▶ Required action
Copy out, precisely as given, the lines from the line with "formation in the photo above." to the end of the entries that follow.

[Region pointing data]
....

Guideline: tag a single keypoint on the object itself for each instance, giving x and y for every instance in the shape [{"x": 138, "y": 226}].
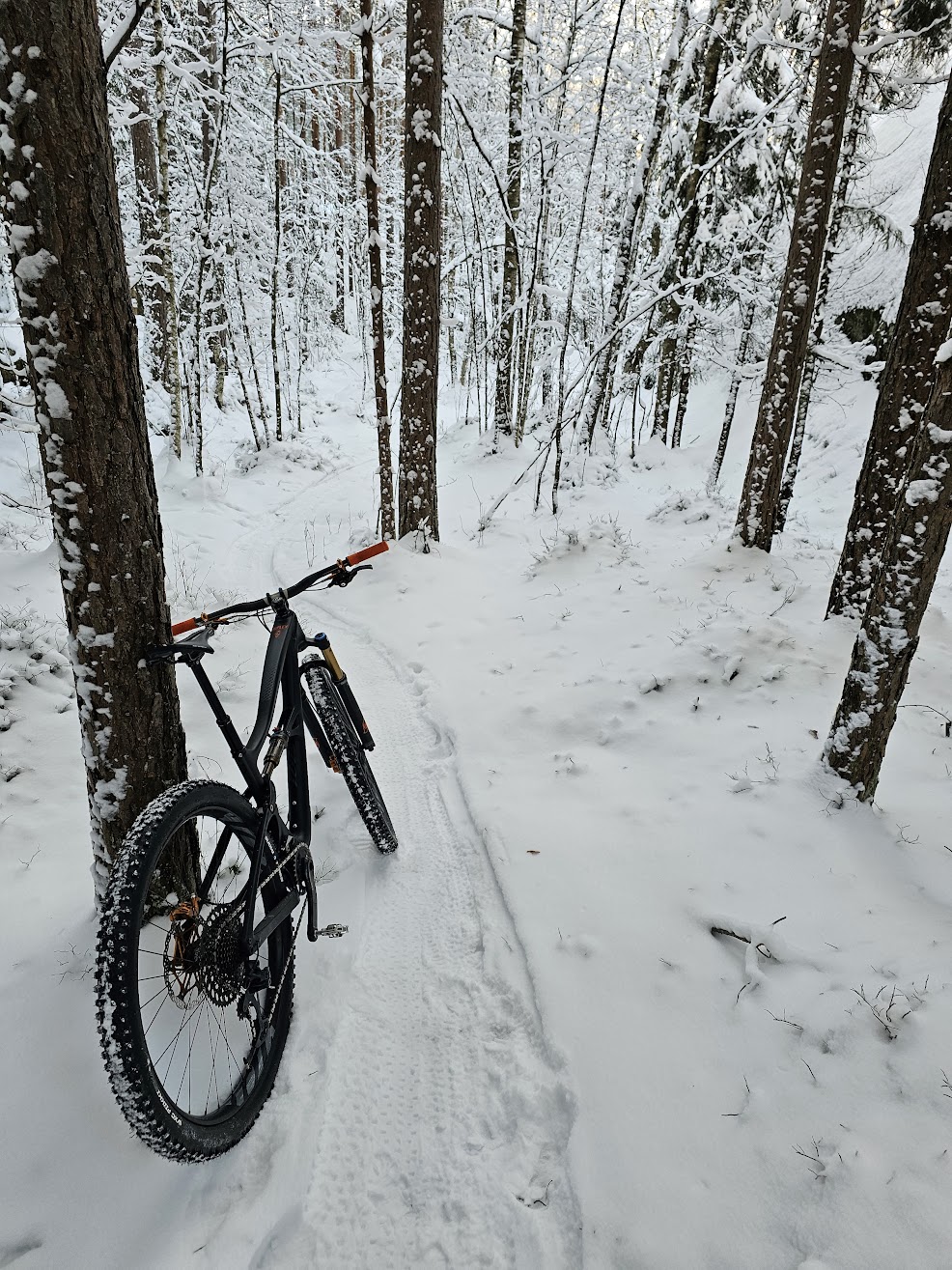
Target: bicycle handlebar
[{"x": 253, "y": 606}]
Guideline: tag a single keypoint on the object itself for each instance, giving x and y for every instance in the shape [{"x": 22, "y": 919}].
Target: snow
[{"x": 600, "y": 737}]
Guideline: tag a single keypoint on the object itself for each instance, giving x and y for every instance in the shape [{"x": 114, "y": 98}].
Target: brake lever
[{"x": 346, "y": 575}]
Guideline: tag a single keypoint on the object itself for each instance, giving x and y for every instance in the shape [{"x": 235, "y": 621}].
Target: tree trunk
[
  {"x": 275, "y": 262},
  {"x": 146, "y": 166},
  {"x": 73, "y": 297},
  {"x": 900, "y": 592},
  {"x": 422, "y": 265},
  {"x": 813, "y": 363},
  {"x": 173, "y": 366},
  {"x": 731, "y": 404},
  {"x": 785, "y": 367},
  {"x": 904, "y": 387},
  {"x": 511, "y": 250},
  {"x": 689, "y": 206},
  {"x": 210, "y": 298},
  {"x": 628, "y": 233},
  {"x": 376, "y": 266}
]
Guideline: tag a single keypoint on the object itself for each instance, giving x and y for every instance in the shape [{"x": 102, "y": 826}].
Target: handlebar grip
[{"x": 367, "y": 552}]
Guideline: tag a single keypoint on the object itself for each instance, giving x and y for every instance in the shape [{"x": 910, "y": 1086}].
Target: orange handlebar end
[{"x": 367, "y": 552}]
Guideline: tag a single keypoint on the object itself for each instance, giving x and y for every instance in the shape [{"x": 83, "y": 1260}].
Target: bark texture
[
  {"x": 376, "y": 265},
  {"x": 513, "y": 204},
  {"x": 685, "y": 253},
  {"x": 759, "y": 499},
  {"x": 422, "y": 263},
  {"x": 922, "y": 323},
  {"x": 890, "y": 633},
  {"x": 150, "y": 235},
  {"x": 629, "y": 230},
  {"x": 72, "y": 290}
]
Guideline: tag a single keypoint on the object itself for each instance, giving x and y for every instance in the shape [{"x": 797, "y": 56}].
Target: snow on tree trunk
[
  {"x": 689, "y": 217},
  {"x": 890, "y": 633},
  {"x": 829, "y": 255},
  {"x": 376, "y": 268},
  {"x": 146, "y": 168},
  {"x": 72, "y": 290},
  {"x": 172, "y": 376},
  {"x": 904, "y": 387},
  {"x": 628, "y": 233},
  {"x": 422, "y": 266},
  {"x": 785, "y": 367},
  {"x": 511, "y": 250}
]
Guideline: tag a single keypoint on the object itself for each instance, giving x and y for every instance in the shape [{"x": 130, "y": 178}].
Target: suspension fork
[{"x": 344, "y": 691}]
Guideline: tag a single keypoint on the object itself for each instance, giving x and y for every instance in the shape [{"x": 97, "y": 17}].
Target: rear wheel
[
  {"x": 350, "y": 754},
  {"x": 192, "y": 1031}
]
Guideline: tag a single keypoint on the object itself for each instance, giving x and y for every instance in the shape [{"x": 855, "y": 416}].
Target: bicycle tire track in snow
[{"x": 443, "y": 1123}]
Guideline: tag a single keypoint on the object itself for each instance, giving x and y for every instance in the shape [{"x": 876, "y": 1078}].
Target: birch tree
[
  {"x": 422, "y": 265},
  {"x": 922, "y": 322},
  {"x": 899, "y": 595},
  {"x": 759, "y": 499},
  {"x": 376, "y": 270},
  {"x": 513, "y": 206},
  {"x": 72, "y": 291}
]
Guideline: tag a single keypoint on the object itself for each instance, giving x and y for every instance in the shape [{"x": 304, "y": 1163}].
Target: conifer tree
[{"x": 72, "y": 290}]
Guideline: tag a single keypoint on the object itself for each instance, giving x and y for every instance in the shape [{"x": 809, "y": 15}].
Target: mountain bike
[{"x": 196, "y": 948}]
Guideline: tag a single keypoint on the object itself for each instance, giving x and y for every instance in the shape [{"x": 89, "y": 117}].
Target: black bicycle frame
[{"x": 279, "y": 676}]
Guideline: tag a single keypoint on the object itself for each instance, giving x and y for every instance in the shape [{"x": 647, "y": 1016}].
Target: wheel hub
[{"x": 220, "y": 956}]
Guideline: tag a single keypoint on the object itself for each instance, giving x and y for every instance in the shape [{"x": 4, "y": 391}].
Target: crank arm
[{"x": 269, "y": 923}]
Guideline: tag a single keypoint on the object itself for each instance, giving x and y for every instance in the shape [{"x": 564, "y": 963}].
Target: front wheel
[
  {"x": 350, "y": 754},
  {"x": 192, "y": 1031}
]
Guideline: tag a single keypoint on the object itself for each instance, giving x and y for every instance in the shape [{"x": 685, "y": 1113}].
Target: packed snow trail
[{"x": 443, "y": 1120}]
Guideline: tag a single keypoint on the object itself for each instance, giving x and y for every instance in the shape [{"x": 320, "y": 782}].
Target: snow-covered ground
[{"x": 600, "y": 737}]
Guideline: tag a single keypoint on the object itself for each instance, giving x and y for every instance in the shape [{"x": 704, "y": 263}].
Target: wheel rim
[{"x": 206, "y": 1057}]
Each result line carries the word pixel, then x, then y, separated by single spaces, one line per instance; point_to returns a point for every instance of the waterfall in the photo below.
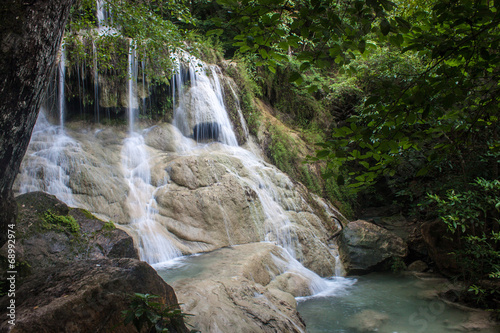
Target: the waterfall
pixel 132 86
pixel 201 102
pixel 153 239
pixel 62 72
pixel 96 82
pixel 53 154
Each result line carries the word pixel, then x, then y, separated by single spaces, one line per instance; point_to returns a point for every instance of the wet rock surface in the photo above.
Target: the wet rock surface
pixel 85 296
pixel 75 273
pixel 364 245
pixel 49 232
pixel 245 288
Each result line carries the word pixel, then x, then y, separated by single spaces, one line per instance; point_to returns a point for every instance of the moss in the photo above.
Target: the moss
pixel 52 221
pixel 88 214
pixel 108 226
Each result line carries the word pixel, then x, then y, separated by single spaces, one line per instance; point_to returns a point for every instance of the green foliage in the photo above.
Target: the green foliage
pixel 146 27
pixel 108 226
pixel 60 222
pixel 155 316
pixel 474 217
pixel 247 91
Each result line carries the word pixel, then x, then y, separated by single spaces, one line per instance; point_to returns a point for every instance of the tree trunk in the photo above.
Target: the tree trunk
pixel 30 36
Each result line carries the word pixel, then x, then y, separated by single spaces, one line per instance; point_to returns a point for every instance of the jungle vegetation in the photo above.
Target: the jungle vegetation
pixel 401 97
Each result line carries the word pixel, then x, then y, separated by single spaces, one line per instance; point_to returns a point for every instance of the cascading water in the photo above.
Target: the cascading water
pixel 153 240
pixel 53 154
pixel 96 82
pixel 62 73
pixel 201 103
pixel 132 86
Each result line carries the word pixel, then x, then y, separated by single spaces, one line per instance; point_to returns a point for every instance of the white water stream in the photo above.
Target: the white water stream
pixel 198 96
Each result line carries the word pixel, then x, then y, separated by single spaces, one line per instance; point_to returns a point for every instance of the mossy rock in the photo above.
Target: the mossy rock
pixel 48 232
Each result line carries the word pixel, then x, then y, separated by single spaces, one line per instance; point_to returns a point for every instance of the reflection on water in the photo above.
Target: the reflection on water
pixel 382 303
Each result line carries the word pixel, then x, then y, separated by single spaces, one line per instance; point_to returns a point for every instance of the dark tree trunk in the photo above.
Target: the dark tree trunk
pixel 30 36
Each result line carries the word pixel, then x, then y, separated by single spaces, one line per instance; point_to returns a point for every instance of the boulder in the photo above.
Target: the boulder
pixel 364 246
pixel 49 232
pixel 86 296
pixel 440 247
pixel 245 288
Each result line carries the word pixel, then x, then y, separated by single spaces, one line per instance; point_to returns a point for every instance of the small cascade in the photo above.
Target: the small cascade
pixel 154 241
pixel 53 155
pixel 132 86
pixel 104 18
pixel 62 74
pixel 199 109
pixel 96 82
pixel 238 109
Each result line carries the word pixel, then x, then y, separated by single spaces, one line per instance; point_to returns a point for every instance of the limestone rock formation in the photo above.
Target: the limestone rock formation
pixel 75 273
pixel 238 292
pixel 205 197
pixel 364 245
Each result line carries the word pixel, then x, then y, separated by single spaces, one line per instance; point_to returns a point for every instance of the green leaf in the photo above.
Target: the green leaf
pixel 362 46
pixel 284 45
pixel 322 153
pixel 385 27
pixel 217 32
pixel 263 53
pixel 295 77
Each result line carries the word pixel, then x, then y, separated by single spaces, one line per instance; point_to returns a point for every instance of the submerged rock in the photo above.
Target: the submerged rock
pixel 245 288
pixel 364 245
pixel 368 321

....

▶ Output of the task
Each result line carries the word pixel, then x, then y, separated by single spaces, one line per instance; point_to returns a point for every instance of the limestone rock formation in the photo above.
Target: the limestone rock formation
pixel 75 273
pixel 238 292
pixel 205 197
pixel 364 245
Each result line carries the word pixel, then x, then y, separated by single spaces, one line per instance; point_to returns a point for every instance of the green leaf in the photo above.
Target: the green leaf
pixel 362 46
pixel 284 45
pixel 322 153
pixel 385 27
pixel 217 32
pixel 263 53
pixel 295 77
Each result line carries the word pixel, then x, then y, separated by single spaces, one line per instance; point_to returns a point for every instance of the submerged rock in the photo above.
Target: the submerged rock
pixel 245 288
pixel 364 245
pixel 368 321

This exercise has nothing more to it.